Data provided section start
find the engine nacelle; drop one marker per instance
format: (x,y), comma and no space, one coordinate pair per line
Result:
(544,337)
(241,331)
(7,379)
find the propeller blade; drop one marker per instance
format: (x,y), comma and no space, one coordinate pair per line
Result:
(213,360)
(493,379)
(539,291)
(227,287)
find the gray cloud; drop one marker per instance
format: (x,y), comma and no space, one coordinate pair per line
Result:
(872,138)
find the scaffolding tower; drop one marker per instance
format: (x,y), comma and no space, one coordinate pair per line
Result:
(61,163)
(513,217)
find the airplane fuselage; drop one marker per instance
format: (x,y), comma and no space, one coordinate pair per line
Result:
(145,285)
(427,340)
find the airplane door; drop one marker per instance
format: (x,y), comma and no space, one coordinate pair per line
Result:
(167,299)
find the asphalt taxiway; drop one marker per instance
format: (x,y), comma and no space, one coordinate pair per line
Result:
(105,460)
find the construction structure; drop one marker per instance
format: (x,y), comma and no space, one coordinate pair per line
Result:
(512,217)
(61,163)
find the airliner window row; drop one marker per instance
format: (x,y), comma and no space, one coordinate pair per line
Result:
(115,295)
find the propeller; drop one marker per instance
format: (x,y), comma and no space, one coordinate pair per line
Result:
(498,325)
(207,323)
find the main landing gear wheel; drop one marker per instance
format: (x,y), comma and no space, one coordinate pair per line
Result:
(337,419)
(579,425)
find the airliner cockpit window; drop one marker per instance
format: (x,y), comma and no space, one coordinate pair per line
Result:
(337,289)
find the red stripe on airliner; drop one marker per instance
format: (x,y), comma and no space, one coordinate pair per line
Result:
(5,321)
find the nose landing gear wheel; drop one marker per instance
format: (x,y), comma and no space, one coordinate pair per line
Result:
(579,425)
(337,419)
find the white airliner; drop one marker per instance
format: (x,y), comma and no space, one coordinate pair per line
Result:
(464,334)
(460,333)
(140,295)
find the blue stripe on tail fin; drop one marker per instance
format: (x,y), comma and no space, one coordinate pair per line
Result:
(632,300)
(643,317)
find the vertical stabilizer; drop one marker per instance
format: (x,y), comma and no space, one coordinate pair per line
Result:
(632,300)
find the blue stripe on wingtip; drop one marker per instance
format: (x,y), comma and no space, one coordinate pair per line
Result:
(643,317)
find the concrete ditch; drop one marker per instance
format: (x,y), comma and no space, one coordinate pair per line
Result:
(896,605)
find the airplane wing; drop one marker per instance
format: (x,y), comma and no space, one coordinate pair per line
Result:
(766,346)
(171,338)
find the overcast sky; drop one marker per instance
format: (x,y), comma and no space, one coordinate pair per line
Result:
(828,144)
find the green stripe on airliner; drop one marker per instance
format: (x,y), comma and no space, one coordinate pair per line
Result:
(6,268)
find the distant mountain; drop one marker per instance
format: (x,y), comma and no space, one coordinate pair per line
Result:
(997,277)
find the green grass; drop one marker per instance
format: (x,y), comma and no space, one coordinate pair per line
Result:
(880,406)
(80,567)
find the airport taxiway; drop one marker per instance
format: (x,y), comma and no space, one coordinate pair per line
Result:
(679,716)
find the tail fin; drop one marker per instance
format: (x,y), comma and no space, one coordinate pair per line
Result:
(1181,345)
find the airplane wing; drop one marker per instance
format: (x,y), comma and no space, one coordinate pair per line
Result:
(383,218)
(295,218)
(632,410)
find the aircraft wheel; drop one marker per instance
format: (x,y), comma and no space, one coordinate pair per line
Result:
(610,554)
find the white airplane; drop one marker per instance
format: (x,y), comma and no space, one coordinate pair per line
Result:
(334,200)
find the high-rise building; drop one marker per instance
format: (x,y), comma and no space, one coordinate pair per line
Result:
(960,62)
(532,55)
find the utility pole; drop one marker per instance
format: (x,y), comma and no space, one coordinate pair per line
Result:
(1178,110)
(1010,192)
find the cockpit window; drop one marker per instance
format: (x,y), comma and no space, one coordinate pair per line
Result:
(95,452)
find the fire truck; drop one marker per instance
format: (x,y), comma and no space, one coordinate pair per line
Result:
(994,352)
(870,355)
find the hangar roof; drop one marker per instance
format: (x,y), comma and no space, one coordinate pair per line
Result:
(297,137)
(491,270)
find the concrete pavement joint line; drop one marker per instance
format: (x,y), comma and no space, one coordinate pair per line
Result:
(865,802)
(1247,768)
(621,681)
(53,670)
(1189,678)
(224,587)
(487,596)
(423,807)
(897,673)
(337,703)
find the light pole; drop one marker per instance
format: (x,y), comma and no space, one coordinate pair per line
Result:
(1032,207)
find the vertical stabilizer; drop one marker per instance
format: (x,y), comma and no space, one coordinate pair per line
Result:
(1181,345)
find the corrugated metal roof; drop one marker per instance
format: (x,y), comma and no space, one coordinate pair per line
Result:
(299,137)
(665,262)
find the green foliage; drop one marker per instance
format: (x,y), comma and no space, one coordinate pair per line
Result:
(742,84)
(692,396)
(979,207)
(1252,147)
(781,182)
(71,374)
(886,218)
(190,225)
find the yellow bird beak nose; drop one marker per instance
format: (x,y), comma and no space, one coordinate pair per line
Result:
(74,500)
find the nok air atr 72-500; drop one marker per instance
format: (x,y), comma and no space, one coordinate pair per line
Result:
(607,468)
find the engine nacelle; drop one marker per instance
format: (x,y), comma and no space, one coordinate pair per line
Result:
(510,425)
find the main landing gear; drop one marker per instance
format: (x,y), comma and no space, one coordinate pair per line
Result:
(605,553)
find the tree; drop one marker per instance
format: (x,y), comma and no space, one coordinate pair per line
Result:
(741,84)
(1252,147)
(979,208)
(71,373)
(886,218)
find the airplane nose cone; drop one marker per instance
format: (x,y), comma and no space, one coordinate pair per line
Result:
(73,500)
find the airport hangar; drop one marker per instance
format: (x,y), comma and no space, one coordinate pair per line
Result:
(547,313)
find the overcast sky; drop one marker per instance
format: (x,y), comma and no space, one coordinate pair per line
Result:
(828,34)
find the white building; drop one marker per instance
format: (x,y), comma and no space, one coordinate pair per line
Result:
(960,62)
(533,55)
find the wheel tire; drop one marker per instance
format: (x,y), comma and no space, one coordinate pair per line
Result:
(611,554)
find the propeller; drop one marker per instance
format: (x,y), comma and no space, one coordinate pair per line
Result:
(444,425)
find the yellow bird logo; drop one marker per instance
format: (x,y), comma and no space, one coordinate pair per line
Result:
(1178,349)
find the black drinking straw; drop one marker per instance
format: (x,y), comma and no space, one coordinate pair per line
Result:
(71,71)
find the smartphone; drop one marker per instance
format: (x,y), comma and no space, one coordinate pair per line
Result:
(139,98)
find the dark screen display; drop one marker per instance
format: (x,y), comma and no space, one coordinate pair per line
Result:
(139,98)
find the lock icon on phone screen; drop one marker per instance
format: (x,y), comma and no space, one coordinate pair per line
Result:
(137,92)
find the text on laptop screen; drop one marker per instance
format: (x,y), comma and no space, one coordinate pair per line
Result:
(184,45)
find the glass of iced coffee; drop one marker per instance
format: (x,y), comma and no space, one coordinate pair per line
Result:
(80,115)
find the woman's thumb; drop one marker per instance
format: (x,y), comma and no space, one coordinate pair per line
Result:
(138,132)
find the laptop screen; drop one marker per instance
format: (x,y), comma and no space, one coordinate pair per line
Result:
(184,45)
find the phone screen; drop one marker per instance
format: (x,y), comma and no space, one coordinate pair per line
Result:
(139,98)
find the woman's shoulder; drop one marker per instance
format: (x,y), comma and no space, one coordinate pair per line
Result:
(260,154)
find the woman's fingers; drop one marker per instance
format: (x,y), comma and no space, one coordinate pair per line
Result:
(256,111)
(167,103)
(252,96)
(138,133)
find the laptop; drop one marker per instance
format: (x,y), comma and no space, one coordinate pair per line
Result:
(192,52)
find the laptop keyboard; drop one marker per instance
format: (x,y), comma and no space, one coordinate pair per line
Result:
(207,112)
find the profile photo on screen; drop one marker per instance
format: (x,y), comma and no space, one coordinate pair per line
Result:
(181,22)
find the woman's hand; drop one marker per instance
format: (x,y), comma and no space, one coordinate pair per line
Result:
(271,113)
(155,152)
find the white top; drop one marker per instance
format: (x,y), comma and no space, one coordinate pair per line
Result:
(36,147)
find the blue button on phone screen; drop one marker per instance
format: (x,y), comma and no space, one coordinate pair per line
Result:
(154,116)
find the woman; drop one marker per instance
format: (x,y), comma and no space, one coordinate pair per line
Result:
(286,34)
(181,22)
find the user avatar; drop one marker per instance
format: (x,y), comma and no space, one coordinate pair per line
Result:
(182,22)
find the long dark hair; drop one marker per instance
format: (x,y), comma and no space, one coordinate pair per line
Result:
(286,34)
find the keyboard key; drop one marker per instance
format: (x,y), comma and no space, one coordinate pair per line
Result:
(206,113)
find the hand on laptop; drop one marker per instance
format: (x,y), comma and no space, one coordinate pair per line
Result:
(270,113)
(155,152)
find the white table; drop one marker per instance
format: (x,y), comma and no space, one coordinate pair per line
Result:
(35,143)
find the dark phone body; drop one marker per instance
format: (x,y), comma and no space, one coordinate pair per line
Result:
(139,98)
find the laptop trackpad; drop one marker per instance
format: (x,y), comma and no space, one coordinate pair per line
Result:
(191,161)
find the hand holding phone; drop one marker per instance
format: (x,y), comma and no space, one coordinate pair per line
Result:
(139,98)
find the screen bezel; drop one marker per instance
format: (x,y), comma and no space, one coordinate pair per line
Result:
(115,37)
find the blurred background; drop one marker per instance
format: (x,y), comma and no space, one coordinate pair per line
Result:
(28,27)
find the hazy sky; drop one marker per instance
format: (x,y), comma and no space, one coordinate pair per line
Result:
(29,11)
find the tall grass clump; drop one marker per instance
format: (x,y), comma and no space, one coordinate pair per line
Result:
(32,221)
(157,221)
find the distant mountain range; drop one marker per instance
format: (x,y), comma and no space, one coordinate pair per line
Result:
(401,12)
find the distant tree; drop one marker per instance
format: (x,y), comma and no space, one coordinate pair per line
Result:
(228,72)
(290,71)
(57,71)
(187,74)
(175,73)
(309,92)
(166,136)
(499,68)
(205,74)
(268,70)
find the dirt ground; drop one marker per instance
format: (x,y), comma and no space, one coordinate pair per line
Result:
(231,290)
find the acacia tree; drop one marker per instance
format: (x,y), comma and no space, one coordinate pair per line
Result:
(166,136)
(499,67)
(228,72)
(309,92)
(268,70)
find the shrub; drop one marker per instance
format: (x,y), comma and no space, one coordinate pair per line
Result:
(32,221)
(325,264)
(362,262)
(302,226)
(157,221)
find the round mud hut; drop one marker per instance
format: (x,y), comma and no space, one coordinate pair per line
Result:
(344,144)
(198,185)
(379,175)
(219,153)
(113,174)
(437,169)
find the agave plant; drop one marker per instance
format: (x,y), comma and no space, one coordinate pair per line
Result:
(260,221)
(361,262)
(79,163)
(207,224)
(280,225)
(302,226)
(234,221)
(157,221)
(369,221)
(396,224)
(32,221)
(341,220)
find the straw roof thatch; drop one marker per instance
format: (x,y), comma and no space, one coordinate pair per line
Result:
Data provided section end
Please copy every line from the entries that includes the word "gear".

**Answer to the problem:**
find the main landing gear wheel; drop one marker per instance
find the nose landing gear wheel; drop one marker per instance
find the main landing gear; drop one marker per instance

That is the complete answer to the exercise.